• _Task requirements_: Collect and copy, in full, every line of the listing below that contains the string "dark". Treat the match as case-sensitive.

• _Data_:
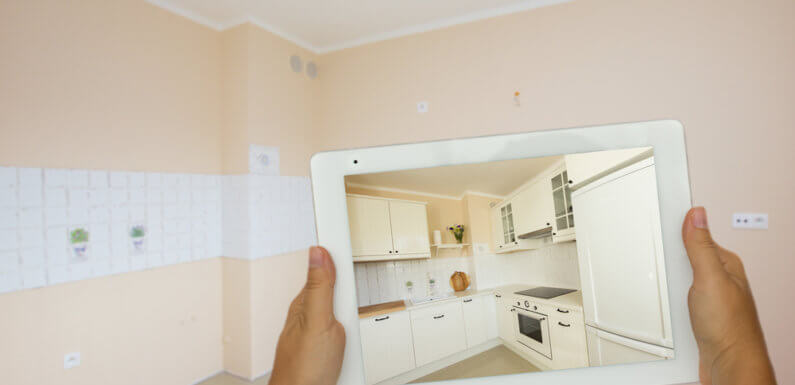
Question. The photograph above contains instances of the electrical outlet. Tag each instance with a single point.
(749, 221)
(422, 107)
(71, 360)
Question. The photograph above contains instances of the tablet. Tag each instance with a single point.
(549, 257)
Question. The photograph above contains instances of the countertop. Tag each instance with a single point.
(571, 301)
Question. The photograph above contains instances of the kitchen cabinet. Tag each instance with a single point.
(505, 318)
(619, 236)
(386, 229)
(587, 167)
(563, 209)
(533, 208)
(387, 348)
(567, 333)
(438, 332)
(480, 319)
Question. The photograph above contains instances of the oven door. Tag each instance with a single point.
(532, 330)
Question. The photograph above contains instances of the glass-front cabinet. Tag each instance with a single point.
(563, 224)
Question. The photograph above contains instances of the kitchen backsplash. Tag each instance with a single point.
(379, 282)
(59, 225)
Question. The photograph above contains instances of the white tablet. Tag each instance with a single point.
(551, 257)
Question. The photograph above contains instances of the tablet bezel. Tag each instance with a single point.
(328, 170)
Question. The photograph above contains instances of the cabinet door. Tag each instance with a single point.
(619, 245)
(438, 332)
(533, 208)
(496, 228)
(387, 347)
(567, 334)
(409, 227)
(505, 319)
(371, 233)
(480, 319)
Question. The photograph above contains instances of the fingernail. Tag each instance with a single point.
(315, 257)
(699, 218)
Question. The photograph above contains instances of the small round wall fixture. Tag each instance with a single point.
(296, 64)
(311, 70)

--

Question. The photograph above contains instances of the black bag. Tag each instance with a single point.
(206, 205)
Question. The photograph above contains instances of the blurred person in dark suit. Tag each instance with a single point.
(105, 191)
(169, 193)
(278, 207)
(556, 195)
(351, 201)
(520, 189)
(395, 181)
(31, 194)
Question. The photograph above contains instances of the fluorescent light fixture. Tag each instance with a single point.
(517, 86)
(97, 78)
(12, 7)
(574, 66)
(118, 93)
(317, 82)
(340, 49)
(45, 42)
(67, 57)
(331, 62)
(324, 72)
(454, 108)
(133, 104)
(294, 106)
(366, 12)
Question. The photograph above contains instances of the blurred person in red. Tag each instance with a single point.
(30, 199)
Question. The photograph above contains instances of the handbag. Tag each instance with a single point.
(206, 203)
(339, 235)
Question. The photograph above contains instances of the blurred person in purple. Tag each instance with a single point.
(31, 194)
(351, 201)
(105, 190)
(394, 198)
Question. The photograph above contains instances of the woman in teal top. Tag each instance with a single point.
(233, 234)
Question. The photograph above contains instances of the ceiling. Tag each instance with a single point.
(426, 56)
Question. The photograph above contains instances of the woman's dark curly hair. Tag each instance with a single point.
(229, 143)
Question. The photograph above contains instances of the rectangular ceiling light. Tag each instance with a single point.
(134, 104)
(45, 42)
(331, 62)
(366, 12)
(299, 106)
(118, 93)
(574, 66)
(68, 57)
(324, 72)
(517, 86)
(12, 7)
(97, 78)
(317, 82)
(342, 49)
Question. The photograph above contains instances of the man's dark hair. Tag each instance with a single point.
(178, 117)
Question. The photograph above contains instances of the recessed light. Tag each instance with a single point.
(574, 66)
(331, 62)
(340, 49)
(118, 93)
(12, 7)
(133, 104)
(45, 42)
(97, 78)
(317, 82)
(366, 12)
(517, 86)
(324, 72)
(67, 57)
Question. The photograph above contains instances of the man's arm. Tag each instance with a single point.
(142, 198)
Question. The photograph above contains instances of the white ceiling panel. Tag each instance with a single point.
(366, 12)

• _Solution_:
Question. The photograph above contains instances of the blurred person in dark suit. Tag each instance with a single point.
Question. The photograph above contains instances of the woman's dark curly hair. Tag each instance with a single point.
Question. The photograph above contains instances of the man's dark hair. Tag each instance with a single point.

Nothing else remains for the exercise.